**Work instructions**
Set down all the entries again, word for word.

━━━━

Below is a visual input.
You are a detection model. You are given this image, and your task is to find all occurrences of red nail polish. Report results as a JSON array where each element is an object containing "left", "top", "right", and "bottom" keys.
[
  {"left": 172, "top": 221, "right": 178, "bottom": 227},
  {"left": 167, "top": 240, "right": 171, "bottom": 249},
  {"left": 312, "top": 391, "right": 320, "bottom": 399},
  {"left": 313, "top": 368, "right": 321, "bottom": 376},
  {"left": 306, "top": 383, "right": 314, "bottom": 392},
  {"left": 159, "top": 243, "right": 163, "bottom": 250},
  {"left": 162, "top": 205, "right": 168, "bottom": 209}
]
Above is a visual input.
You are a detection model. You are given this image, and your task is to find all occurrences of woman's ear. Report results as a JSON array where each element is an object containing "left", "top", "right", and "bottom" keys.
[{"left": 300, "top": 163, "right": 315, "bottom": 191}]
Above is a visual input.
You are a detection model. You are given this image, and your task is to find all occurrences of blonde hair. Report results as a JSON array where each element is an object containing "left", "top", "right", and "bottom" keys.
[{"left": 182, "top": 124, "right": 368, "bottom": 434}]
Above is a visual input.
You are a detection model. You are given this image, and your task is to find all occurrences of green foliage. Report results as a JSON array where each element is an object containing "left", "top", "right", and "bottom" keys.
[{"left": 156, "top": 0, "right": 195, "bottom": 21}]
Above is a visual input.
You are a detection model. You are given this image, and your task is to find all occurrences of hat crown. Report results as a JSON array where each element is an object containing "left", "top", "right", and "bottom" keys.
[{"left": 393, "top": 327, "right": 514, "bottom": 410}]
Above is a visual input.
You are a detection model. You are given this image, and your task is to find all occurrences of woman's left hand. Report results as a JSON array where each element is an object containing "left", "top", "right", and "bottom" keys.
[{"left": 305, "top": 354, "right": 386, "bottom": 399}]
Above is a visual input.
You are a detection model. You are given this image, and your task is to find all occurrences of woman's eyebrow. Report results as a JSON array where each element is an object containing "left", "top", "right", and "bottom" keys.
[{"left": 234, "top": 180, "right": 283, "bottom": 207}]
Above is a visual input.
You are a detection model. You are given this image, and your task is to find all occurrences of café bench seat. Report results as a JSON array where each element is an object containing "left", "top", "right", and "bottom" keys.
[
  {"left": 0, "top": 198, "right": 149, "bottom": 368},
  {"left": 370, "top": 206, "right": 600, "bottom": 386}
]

━━━━

**Solution to the exercise**
Below is a visual input.
You are a detection model. You are given this image, and your task is to find all occurrences of red nail polish. Report results as a JSON array where each element is an object containing "left", "top", "right", and "bottom" keys.
[
  {"left": 172, "top": 221, "right": 178, "bottom": 227},
  {"left": 167, "top": 240, "right": 171, "bottom": 249},
  {"left": 312, "top": 391, "right": 320, "bottom": 399},
  {"left": 313, "top": 368, "right": 321, "bottom": 376},
  {"left": 306, "top": 383, "right": 314, "bottom": 392},
  {"left": 159, "top": 243, "right": 163, "bottom": 250},
  {"left": 162, "top": 205, "right": 168, "bottom": 209}
]
Above is a visual input.
You are a detection model. You are given this image, and your task is to find all occurrences of woman's ear. Report results as a JSON array where each element is an object containing "left", "top", "right", and "bottom" keys.
[{"left": 300, "top": 163, "right": 315, "bottom": 191}]
Above is a visual input.
You are a detection model. You are given this image, and your task is to find all occurrences of blonde hair. Report results as a JSON array where each element is an object containing "left", "top", "right", and "bottom" keys.
[{"left": 182, "top": 124, "right": 368, "bottom": 434}]
Above is a visual input.
You are a detection model. You are given this image, and your task is to find all occurrences of green foliage. Report results as a JSON array where each element is an object containing "left", "top", "right", and "bottom" keys.
[{"left": 156, "top": 0, "right": 195, "bottom": 21}]
Above is a visual input.
You are a detection model. You are given this image, and your task is to find all occurrences of hat crown. Report results as a JSON array where each element is an object containing "left", "top", "right", and "bottom" keys.
[{"left": 393, "top": 327, "right": 514, "bottom": 410}]
Above is a visual input.
You are a detection model. You are given this image, and your task is to find all occurrences of woman's left hand. Report results as a JSON array where each element is an object containing "left", "top", "right", and "bottom" keys.
[{"left": 305, "top": 354, "right": 386, "bottom": 399}]
Above is a visual input.
You are a detection model. You are given this image, and your task is to find all occurrences of woman's eyebrow. Report results as a JSON array where each element is an object containing "left", "top", "right", and "bottom" keys.
[{"left": 234, "top": 180, "right": 283, "bottom": 207}]
Above is a visual input.
You are a detection model. You are given this image, and your task is to find all occurrences of café bench seat. Report results as a JSON array where each element is an object containing "left", "top", "right", and "bottom" keys.
[
  {"left": 0, "top": 198, "right": 149, "bottom": 368},
  {"left": 370, "top": 206, "right": 600, "bottom": 386}
]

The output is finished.